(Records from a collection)
──────────────────────────────
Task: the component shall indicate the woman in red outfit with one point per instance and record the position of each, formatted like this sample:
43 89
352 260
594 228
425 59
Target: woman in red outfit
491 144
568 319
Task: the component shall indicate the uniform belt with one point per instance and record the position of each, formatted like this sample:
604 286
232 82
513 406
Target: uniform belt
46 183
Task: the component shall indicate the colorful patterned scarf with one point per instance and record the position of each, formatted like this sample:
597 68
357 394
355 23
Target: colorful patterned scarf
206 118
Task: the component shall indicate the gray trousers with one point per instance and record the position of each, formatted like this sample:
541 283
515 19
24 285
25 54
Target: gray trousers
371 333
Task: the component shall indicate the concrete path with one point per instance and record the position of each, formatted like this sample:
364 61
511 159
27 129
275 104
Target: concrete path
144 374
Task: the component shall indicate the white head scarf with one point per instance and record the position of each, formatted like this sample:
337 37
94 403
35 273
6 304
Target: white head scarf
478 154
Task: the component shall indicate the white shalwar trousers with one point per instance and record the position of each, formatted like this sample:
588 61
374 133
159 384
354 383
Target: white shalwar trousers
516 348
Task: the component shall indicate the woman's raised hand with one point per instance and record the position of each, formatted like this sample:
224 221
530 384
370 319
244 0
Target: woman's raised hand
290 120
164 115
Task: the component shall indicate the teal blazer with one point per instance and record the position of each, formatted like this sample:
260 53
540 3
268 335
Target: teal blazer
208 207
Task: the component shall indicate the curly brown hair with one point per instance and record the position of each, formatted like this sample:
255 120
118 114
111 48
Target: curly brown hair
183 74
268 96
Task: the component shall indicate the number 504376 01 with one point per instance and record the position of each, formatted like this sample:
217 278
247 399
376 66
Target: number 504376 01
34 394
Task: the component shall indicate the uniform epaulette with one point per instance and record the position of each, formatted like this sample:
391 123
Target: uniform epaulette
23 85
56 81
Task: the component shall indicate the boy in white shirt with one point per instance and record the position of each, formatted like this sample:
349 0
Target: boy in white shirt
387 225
──────────────────────────────
WHAT IS EXPECTED:
Repeat exactly the lines from the line containing "Task: the component shall indicate the concrete" through the end of the listing above; both boundary lines are part of the output.

RESPONSE TO THE EXERCISE:
Task: the component shall indicate the concrete path with one point per instance and record the position of each, formatted like this sample:
364 61
511 159
27 129
275 104
Target: concrete path
144 374
Task: the component shall indicate the white head scarf with one point per instance and record the position of each, formatted like this sample:
337 37
94 403
35 273
6 304
Target: white head scarf
478 154
Task: the component shall indicate the white shalwar trousers with one point per instance and record the position of each, formatted like this sample:
588 61
374 133
159 384
354 383
Target: white shalwar trousers
516 348
Task: the component shall indicate the woman's raised hand with one point per instance and record the position of each, formatted like this sample:
224 221
530 384
370 319
244 0
Target: woman's raised hand
290 120
164 115
Task: the component shall indicate the teal blazer with one point per instance and record the position of each, formatted like this sample:
260 53
540 3
268 335
Target: teal blazer
208 207
Task: the component shall indicate the curly brown hair with one point per instance and record the position of each, formatted like this sample:
255 120
118 114
111 48
Target: curly brown hair
183 74
268 96
Task: the component shall indicate the number 504376 01 with one point per instance and record the position of each, formatted like this sample:
217 278
247 399
376 66
Target: number 504376 01
34 394
Task: the component shall indicate the uniform epaulette with one point per instance and record the position of each, formatted like this sample:
391 123
Target: uniform epaulette
23 85
56 81
Task: the component shall indicate the boy in white shirt with one point per instance and record the position of each, formatted like this sample:
349 0
Target: boy in white shirt
387 225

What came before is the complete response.